[Extracted records]
^^^^^^^^^^^^^^^^

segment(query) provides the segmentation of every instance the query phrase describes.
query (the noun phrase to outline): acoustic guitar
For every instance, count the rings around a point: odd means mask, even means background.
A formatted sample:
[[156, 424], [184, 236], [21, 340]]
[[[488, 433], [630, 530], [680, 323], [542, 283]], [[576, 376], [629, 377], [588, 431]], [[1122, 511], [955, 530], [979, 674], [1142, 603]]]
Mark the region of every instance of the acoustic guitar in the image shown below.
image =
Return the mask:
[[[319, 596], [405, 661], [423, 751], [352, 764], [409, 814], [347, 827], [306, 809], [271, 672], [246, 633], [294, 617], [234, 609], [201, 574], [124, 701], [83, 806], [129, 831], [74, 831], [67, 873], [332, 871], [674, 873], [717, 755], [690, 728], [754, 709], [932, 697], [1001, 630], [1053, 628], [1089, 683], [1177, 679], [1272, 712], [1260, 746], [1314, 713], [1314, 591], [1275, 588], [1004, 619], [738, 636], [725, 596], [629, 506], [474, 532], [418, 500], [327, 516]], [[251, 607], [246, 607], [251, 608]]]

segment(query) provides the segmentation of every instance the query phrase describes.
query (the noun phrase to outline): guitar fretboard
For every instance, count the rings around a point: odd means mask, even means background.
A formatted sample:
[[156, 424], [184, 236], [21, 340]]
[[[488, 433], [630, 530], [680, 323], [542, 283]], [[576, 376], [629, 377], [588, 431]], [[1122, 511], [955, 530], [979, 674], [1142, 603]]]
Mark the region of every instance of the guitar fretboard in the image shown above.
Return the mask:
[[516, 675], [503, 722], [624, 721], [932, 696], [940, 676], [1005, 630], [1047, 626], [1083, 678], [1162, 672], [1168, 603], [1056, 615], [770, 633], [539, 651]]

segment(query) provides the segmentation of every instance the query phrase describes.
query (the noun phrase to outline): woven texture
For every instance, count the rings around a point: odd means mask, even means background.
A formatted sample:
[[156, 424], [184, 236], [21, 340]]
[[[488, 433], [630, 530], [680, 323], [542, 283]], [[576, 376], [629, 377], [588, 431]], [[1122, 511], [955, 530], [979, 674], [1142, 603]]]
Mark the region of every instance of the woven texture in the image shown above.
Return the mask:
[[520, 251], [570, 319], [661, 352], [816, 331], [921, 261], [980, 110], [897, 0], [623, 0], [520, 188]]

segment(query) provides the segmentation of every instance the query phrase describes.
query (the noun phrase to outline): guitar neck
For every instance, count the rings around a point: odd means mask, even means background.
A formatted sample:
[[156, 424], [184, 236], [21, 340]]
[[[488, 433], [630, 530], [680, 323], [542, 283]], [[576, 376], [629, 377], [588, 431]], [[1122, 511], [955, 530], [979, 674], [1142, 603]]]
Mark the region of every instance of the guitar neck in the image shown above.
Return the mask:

^^^^^^^^^^^^^^^^

## What the exercise asks
Arrange the records above as a Markdown table with the columns "No." and "Line". Give each line its own numbered row and omit blank lines.

## Result for this task
| No. | Line |
|---|---|
| 1 | segment(query) provides the segmentation of every instance the query phrase describes. |
| 2 | query (the noun phrase to outline): acoustic guitar |
| 3 | For every instance, count the rings around a point: odd means mask, even means background. |
| 4 | A formatted sample: |
| 5 | [[156, 424], [184, 236], [21, 340]] |
| 6 | [[[488, 433], [630, 530], [680, 323], [542, 283]], [[576, 376], [629, 377], [588, 431]], [[1122, 511], [955, 530], [979, 674], [1142, 603]]] |
| 7 | Mark the region of every instance of the acoustic guitar in the image shown below. |
| 8 | image = |
| 9 | Return the mask: |
| 10 | [[[319, 596], [405, 661], [423, 751], [352, 764], [409, 814], [347, 827], [306, 809], [271, 672], [246, 633], [294, 617], [234, 609], [201, 574], [124, 701], [83, 806], [129, 831], [74, 831], [67, 873], [332, 871], [674, 873], [717, 755], [690, 728], [754, 709], [932, 697], [1001, 630], [1053, 628], [1089, 683], [1177, 679], [1272, 712], [1260, 746], [1314, 713], [1314, 591], [1275, 588], [1004, 619], [738, 636], [725, 596], [629, 506], [474, 532], [418, 500], [327, 516]], [[251, 607], [246, 607], [251, 608]]] |
| 11 | segment(query) provides the segmentation of every instance the query phrase describes. |
| 12 | query (the noun phrase to outline): guitar fretboard |
| 13 | For every instance, count the rings around a point: odd means mask, even means background. |
| 14 | A formatted sample: |
| 15 | [[156, 424], [184, 236], [21, 340]] |
| 16 | [[[488, 433], [630, 530], [680, 323], [542, 283]], [[576, 376], [629, 377], [588, 431]], [[1122, 511], [955, 530], [979, 674], [1142, 603]]] |
| 17 | Mark the region of every instance of the guitar fretboard in the image shown above. |
| 18 | Return the mask: |
| 19 | [[516, 675], [503, 722], [624, 721], [932, 696], [940, 676], [1005, 630], [1047, 626], [1083, 678], [1162, 672], [1168, 603], [1056, 615], [770, 633], [539, 651]] |
| 20 | segment(query) provides the segmentation of every instance the query phrase describes. |
| 21 | query (the noun phrase to outline): woven texture |
| 22 | For every instance, count the rings around a point: odd means mask, even means background. |
| 23 | A formatted sample: |
| 24 | [[156, 424], [184, 236], [21, 340]] |
| 25 | [[[488, 433], [630, 530], [680, 323], [542, 283]], [[576, 376], [629, 377], [588, 431]], [[1122, 511], [955, 530], [979, 674], [1142, 603]]] |
| 26 | Mark the region of every instance of the woven texture in the image shown above. |
| 27 | Return the mask: |
| 28 | [[520, 251], [570, 319], [661, 352], [816, 331], [921, 261], [980, 110], [897, 0], [623, 0], [520, 188]] |
| 29 | segment(query) provides the segmentation of every instance the query phrase describes. |
| 30 | query (the noun phrase to outline): guitar neck |
| 31 | For every instance, count the rings around a point: odd means mask, even means background. |
| 32 | A formatted sample: |
| 33 | [[156, 424], [184, 236], [21, 340]] |
| 34 | [[[488, 433], [630, 530], [680, 323], [542, 283]], [[576, 376], [629, 377], [588, 431]], [[1122, 511], [955, 530], [979, 674], [1142, 603]]] |
| 35 | Mark the region of every instance of the guitar neck in the image shown above. |
| 36 | Return the mask: |